*Aim of the task:* Return every line of the rows below that contains the string "brown", treating case as significant.

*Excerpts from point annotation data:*
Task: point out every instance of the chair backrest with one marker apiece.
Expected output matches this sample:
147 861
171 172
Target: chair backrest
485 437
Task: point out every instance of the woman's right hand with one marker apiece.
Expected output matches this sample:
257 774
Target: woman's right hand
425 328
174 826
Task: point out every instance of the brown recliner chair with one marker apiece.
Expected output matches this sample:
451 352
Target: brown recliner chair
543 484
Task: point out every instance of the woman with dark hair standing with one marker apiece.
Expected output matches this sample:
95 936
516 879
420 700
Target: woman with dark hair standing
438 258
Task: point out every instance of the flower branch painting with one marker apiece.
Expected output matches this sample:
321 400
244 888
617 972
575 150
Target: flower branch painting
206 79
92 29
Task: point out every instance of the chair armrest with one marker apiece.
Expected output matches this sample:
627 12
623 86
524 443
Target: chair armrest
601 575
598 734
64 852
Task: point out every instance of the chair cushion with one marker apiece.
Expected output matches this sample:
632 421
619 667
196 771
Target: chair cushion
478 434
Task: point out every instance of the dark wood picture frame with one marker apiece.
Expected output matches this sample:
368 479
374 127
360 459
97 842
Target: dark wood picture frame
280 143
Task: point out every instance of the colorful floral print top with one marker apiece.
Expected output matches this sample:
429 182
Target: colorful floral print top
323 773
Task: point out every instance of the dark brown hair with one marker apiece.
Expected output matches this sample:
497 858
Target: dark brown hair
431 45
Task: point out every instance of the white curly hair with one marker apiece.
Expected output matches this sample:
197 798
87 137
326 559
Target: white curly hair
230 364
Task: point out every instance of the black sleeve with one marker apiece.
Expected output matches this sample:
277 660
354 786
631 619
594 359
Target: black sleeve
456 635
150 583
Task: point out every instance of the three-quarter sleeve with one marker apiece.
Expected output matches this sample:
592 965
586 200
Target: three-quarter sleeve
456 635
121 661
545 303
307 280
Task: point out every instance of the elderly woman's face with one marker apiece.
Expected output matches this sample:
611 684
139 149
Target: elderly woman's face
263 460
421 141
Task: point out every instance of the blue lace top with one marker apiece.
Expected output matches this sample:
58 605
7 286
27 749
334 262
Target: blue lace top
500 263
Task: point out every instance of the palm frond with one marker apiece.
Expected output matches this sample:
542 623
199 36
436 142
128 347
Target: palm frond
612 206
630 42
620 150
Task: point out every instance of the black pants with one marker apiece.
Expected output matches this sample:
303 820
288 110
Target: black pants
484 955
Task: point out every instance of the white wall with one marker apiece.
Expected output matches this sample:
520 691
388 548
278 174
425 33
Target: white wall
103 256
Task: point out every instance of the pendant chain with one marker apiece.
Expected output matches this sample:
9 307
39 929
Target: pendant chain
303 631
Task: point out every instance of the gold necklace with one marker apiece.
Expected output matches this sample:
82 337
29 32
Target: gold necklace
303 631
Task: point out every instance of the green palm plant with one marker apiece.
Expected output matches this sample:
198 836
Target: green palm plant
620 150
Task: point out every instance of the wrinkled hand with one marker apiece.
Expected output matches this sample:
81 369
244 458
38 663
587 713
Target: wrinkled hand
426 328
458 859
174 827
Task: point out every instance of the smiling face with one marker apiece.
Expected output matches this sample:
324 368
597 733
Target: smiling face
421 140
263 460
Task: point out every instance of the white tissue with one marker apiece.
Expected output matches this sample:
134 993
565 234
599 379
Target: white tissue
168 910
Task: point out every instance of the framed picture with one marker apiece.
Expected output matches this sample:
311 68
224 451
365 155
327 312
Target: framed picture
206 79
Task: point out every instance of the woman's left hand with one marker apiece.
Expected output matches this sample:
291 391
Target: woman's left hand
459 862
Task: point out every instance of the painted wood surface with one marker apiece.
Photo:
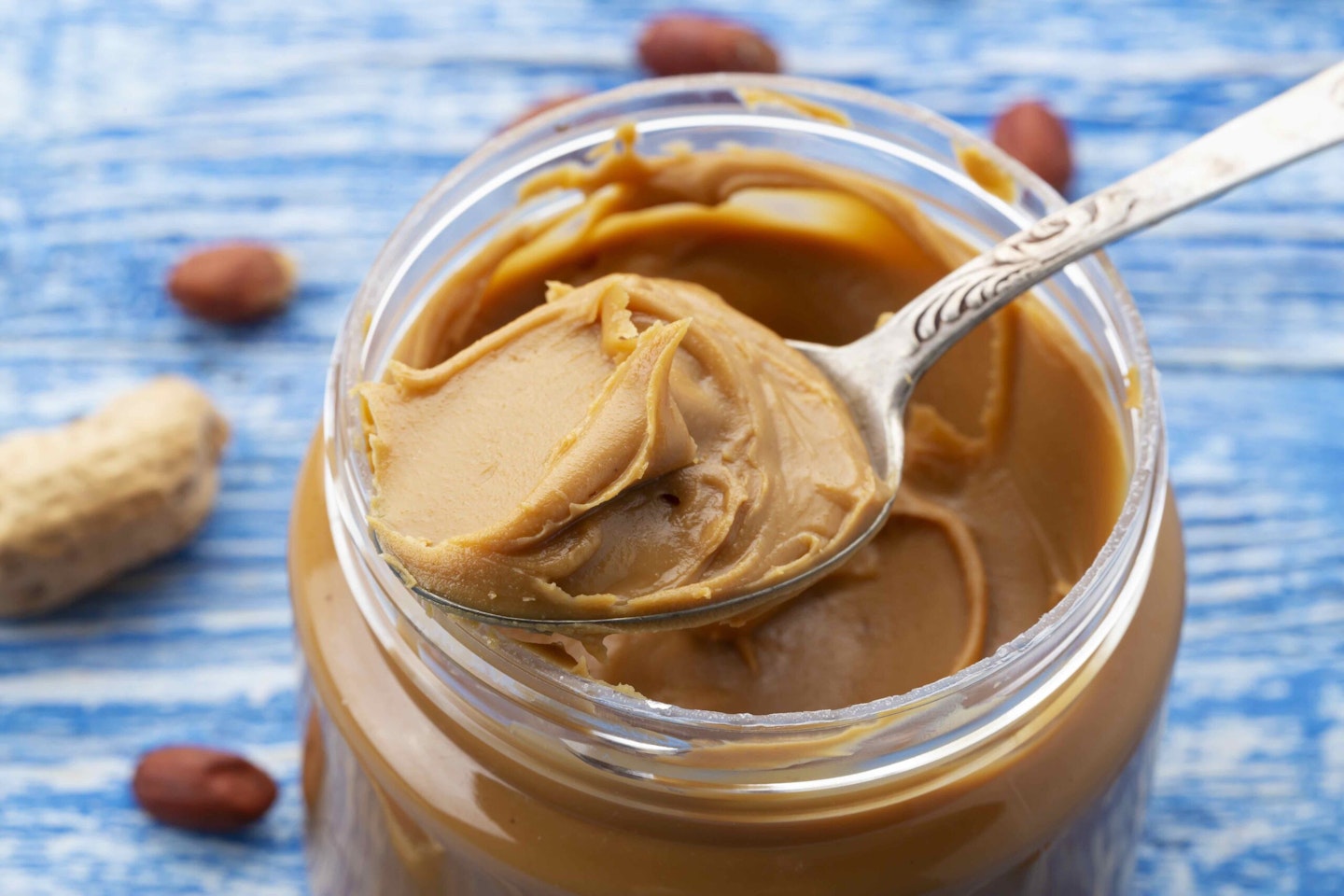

*Full answer:*
Task: point out every instance of the brown recliner chair with one marker apiece.
Target: brown recliner chair
Task: point out every instance of the dark brown hair with one marker apiece.
Target: dark brown hair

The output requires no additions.